Problem - Please update the entries below by changing every "noun phrase" to "short description". Keep everything else the same.

Given data -
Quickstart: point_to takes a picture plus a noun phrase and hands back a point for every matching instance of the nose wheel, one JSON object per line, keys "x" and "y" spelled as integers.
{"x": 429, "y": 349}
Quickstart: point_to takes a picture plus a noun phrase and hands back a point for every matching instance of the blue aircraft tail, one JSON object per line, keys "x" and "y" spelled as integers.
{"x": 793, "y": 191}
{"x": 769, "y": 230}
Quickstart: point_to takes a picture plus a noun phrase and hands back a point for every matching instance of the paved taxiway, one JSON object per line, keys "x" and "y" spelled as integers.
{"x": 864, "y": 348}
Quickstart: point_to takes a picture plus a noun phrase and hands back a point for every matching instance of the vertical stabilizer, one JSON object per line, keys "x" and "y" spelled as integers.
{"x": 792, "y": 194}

Result of this task -
Quickstart: point_to takes a picture plus a short description and hands back a point for every matching instance of the nose wheel, one JSON object per line, keys "x" and "y" spelled as integers.
{"x": 429, "y": 349}
Quickstart: point_to takes a picture plus a short description and hands back a point for every matching instance of the blue aircraft tail, one JSON object per line, keys "x" and "y" spelled as integers.
{"x": 793, "y": 191}
{"x": 769, "y": 230}
Quickstart: point_to takes a picture plus a short description and hands back a point for every matching instance of the paved taxiway, one JSON object per line, keys "x" and "y" spelled as integers.
{"x": 864, "y": 348}
Quickstart: point_to takes a picture plus a short description and hands back a point for every matching instance of the vertical stabilizer, one JSON object per line, keys "x" and "y" spelled as integers.
{"x": 792, "y": 194}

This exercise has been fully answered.